━━━━━ DATA TO PROCESS ━━━━━
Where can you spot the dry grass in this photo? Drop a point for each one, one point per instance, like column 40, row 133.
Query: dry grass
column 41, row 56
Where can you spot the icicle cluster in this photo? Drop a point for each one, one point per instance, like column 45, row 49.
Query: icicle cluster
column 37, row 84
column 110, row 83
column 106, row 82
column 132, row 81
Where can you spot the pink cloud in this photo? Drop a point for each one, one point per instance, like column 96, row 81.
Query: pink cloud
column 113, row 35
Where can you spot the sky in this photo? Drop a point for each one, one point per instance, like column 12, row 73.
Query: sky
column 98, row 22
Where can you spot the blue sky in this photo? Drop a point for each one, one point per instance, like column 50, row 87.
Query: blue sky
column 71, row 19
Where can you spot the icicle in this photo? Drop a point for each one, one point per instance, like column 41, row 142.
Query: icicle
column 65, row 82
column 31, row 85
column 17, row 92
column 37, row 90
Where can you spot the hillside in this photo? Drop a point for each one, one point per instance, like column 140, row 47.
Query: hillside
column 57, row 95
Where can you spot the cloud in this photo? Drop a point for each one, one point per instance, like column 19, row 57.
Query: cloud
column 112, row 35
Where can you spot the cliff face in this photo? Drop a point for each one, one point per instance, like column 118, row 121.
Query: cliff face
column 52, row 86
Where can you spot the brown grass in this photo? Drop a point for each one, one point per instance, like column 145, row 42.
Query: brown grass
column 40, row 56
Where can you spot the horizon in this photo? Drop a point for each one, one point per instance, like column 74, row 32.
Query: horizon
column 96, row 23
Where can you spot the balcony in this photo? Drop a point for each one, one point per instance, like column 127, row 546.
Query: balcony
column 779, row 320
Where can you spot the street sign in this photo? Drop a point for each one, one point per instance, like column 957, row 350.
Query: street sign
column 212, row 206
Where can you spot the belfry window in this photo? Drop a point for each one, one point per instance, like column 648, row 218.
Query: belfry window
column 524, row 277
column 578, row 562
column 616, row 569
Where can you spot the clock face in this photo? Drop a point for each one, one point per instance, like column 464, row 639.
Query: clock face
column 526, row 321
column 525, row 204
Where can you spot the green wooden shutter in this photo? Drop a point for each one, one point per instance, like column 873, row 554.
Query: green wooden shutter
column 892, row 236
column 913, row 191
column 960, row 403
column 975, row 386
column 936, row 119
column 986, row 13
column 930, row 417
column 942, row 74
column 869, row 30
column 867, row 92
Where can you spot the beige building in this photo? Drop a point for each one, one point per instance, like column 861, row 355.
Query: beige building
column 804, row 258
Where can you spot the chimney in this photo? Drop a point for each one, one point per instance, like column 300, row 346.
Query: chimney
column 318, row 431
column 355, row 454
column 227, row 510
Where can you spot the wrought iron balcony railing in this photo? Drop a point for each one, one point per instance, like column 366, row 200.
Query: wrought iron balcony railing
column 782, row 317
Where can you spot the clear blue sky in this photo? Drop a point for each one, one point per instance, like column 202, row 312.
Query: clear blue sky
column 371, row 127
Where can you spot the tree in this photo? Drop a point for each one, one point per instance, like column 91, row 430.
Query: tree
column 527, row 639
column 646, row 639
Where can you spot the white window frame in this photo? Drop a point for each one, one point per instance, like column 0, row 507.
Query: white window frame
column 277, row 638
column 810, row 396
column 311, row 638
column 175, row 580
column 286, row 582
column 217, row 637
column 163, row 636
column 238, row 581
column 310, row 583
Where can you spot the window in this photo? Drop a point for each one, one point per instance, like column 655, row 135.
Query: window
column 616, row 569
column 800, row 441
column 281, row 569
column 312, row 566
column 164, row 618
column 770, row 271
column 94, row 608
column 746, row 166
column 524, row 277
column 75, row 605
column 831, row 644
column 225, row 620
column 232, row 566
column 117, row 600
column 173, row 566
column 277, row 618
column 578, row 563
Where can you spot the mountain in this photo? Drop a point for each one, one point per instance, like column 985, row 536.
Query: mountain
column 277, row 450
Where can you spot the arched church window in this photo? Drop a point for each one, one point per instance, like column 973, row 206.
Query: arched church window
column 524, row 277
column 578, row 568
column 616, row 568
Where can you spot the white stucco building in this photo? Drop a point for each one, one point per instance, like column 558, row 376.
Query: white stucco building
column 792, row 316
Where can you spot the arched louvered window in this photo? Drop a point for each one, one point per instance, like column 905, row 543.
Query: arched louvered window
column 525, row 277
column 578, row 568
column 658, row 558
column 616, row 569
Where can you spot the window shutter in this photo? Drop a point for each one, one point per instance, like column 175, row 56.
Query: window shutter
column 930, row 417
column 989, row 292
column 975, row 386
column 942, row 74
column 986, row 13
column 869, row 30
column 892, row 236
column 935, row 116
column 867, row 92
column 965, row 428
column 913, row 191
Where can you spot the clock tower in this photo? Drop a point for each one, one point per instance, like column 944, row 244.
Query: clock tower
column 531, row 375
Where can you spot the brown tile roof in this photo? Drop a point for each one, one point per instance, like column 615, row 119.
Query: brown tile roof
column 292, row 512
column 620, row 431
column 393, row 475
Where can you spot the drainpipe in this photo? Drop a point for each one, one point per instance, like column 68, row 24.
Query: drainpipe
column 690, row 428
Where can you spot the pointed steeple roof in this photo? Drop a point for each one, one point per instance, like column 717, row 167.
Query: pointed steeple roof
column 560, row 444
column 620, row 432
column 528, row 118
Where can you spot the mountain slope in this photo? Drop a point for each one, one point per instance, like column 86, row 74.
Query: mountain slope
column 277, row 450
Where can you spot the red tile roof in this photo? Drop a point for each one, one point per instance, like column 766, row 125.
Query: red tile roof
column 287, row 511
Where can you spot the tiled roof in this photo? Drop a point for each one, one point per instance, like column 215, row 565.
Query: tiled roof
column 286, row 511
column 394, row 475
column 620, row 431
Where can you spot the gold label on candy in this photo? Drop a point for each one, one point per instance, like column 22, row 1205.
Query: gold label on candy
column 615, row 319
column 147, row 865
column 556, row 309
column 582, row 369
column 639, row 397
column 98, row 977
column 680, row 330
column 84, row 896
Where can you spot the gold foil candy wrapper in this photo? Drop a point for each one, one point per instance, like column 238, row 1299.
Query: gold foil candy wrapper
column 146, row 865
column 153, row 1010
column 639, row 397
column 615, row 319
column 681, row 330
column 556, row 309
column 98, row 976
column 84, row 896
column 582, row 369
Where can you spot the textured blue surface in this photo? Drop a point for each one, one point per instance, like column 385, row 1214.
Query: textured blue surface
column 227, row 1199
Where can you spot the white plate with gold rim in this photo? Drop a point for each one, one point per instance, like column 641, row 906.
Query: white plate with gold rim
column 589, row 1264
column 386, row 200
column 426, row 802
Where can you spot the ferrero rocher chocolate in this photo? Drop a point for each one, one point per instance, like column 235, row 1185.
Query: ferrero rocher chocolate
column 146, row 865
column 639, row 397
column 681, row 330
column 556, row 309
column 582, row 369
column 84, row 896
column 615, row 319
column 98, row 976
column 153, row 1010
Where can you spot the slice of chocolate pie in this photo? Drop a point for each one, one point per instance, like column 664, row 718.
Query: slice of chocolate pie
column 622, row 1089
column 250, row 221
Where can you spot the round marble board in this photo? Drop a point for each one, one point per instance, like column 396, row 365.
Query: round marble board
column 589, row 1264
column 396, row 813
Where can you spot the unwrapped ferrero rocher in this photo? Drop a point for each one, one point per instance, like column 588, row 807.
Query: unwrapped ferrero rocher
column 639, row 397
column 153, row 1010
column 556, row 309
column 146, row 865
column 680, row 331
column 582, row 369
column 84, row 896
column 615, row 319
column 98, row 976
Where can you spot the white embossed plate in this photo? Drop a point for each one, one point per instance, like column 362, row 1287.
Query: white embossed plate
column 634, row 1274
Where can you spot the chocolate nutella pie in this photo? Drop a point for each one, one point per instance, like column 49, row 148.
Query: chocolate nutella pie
━━━━━
DIRECTIONS: Can you rewrite the listing above with every "Drop" replaced by "Place" and nothing else changed?

SOLUTION:
Where can you spot the dry grass in this photo? Place a point for each one, one point per instance, like column 40, row 133.
Query: dry grass
column 41, row 56
Where can you spot the icicle cluster in this photo? Place a point for each one, one point per instance, like column 45, row 49.
Query: icicle cluster
column 37, row 84
column 110, row 83
column 106, row 82
column 132, row 81
Where can you spot the pink cloud in this photo? Place a point for each one, one point per instance, like column 96, row 81.
Query: pink cloud
column 113, row 35
Where can you spot the sky in this photo? Place a point for each one, one point per instance, like column 12, row 73.
Query: sky
column 98, row 22
Where can you spot the blue sky in this photo? Place a point for each one, one point per instance, like column 50, row 87.
Query: blue sky
column 71, row 19
Where can you spot the icicle in this photo? Place a point for each one, one point per instance, like column 41, row 142.
Query: icicle
column 65, row 82
column 31, row 85
column 17, row 92
column 37, row 90
Where can you spot the hillside in this photo? Place a point for each one, one point per instance, like column 140, row 47.
Query: hillside
column 57, row 95
Where can you spot the cloud in this photo? Place a point for each one, one point per instance, like column 19, row 57.
Query: cloud
column 112, row 35
Where can you spot the cliff face in this photo? Place a point for each one, one point per instance, like column 118, row 121.
Query: cliff face
column 52, row 86
Where can you spot the brown grass in this photo? Place a point for each one, one point per instance, like column 145, row 42.
Query: brown grass
column 40, row 56
Where can you spot the horizon in this photo? Place a point for each one, one point per instance, like column 74, row 32.
Query: horizon
column 96, row 23
Where can you spot the balcony in this photo? Place a point for each one, one point per instance, like column 127, row 546.
Query: balcony
column 779, row 320
Where can you spot the street sign in this photo? Place a point for each one, one point per instance, like column 957, row 350.
Query: street sign
column 212, row 206
Where can you spot the belfry window in this photo? Place a point for each one, one point per instance, like column 648, row 218.
Query: belfry window
column 524, row 277
column 578, row 562
column 616, row 569
Where can you spot the clock face in this photo? Place a point for each one, one point per instance, like column 464, row 639.
Query: clock face
column 526, row 321
column 525, row 204
Where can you spot the green wooden shutter in this photo? Place a point for each one, one point per instance, like column 873, row 554.
Query: green wooden shutter
column 892, row 236
column 913, row 191
column 960, row 403
column 975, row 386
column 936, row 119
column 986, row 13
column 930, row 417
column 942, row 74
column 869, row 30
column 867, row 92
Where can you spot the beige building in this photo? Place a point for each one, one point per instance, like column 861, row 355.
Query: beige building
column 804, row 258
Where can you spot the chimney in this photo? Place a point for each one, one point per instance, like column 300, row 346.
Query: chimney
column 318, row 431
column 355, row 454
column 227, row 510
Where can you spot the wrought iron balcony railing in this photo? Place a point for each one, one point per instance, like column 366, row 200.
Query: wrought iron balcony railing
column 782, row 317
Where can you spot the clear blue sky in this photo? Place a point for each one, one point per instance, like column 202, row 312.
Query: clear blue sky
column 371, row 127
Where can you spot the tree in this photo? Place a point for each one, one point per instance, like column 91, row 430.
Query: tree
column 527, row 639
column 646, row 639
Where can you spot the white window frame in this photo? Place a point for each one, one point per instance, like column 0, row 507.
Query: white window frame
column 277, row 638
column 810, row 396
column 311, row 638
column 175, row 580
column 286, row 582
column 217, row 637
column 163, row 636
column 238, row 581
column 310, row 583
Where can you spot the window in this photo? Place a point for each one, one point per instance, like column 655, row 135.
Query: window
column 616, row 569
column 800, row 441
column 281, row 569
column 312, row 566
column 164, row 618
column 770, row 271
column 94, row 608
column 746, row 166
column 524, row 277
column 75, row 605
column 831, row 644
column 225, row 620
column 232, row 566
column 117, row 600
column 173, row 566
column 277, row 618
column 578, row 563
Where can you spot the mountain in this photo? Place a point for each one, one point per instance, like column 985, row 536.
Query: mountain
column 277, row 450
Where can you spot the arched church window in this photo? Place a point for each one, one point per instance, like column 973, row 206.
Query: arched church window
column 524, row 277
column 578, row 568
column 616, row 568
Where can you spot the white stucco building in this photo? Place a point for each one, one point per instance, like column 558, row 376.
Query: white stucco building
column 792, row 316
Where can you spot the arched louvered window in this photo? Place a point for each one, one point per instance, like column 905, row 543.
Query: arched louvered window
column 525, row 277
column 578, row 568
column 658, row 558
column 616, row 569
Where can you spot the window shutter in this photo? Place a point for each one, one point per instance, like column 175, row 56.
Query: window shutter
column 930, row 417
column 989, row 292
column 975, row 386
column 942, row 74
column 986, row 13
column 869, row 30
column 892, row 236
column 935, row 116
column 867, row 92
column 965, row 428
column 913, row 191
Where can you spot the clock tower in this photo? Place a point for each one, one point per instance, like column 944, row 244.
Query: clock tower
column 531, row 375
Where can you spot the brown tile roof in this photo? Place a point for each one, one point per instance, like column 615, row 119.
Query: brown tile roof
column 292, row 512
column 620, row 431
column 393, row 475
Where can you spot the drainpipe in this photo? Place a point for each one, one point per instance, like column 68, row 24.
Query: drainpipe
column 690, row 428
Where can you spot the pointed steeple roof in this photo? Place a point for each one, one point per instance, like column 717, row 167.
Query: pointed steeple roof
column 560, row 444
column 620, row 432
column 528, row 118
Where can you spot the mountain slope in this photo? Place a point for each one, one point per instance, like column 86, row 74.
Query: mountain slope
column 277, row 450
Where can you spot the red tile roof in this photo? Place a point for each one, one point per instance, like column 766, row 125.
Query: red tile roof
column 287, row 511
Where can you spot the tiled roof in this photo? Place a point for each one, one point per instance, like column 215, row 565.
Query: tiled roof
column 286, row 511
column 394, row 475
column 620, row 431
Where can you spot the gold label on candy in this photo? Place a point for each one, one point per instance, like column 22, row 1205.
Query: gold label on candy
column 615, row 319
column 147, row 865
column 556, row 309
column 582, row 369
column 639, row 397
column 98, row 977
column 680, row 330
column 84, row 896
Where can you spot the gold foil candy wrapper in this photo? Place a point for each one, one point per instance, like column 238, row 1299.
Query: gold foil candy wrapper
column 146, row 865
column 153, row 1010
column 639, row 397
column 615, row 319
column 681, row 330
column 556, row 309
column 98, row 976
column 84, row 896
column 582, row 369
Where can you spot the textured blue surface in this photo? Place a point for each one, one point per instance, like column 385, row 1214.
Query: textured blue surface
column 227, row 1199
Where can you spot the white plate with gold rim in this photo? Place a point for each one, one point per instance, like column 641, row 906.
Query: white plate with gold rim
column 589, row 1264
column 386, row 200
column 426, row 802
Where can you spot the ferrero rocher chocolate in this photo? Place a point for each one, one point per instance, like column 235, row 1185.
Query: ferrero rocher chocolate
column 146, row 865
column 639, row 397
column 681, row 330
column 556, row 309
column 582, row 369
column 84, row 896
column 615, row 319
column 98, row 976
column 153, row 1010
Where can you spot the slice of chocolate pie in this photo? Place a point for each one, one point per instance, like column 664, row 718.
Query: slice of chocolate pie
column 622, row 1089
column 250, row 221
Where can you spot the round marble board in this photo? Place a point for each one, one point per instance, like column 396, row 365.
Query: round marble board
column 589, row 1264
column 396, row 813
Where can you spot the unwrapped ferrero rocher in this photo? Place a point for each one, one point per instance, like column 588, row 807.
Query: unwrapped ferrero rocher
column 639, row 397
column 153, row 1010
column 556, row 309
column 146, row 865
column 680, row 331
column 582, row 369
column 84, row 896
column 615, row 319
column 98, row 976
Where can you spot the white embossed plate in this photo? Place a point for each one, one point per instance, like column 362, row 1287.
Query: white embossed plate
column 634, row 1274
Where can you spot the chocolate nutella pie in this photo? Place a point for each one, one point per instance, like column 49, row 148.
Query: chocolate nutella pie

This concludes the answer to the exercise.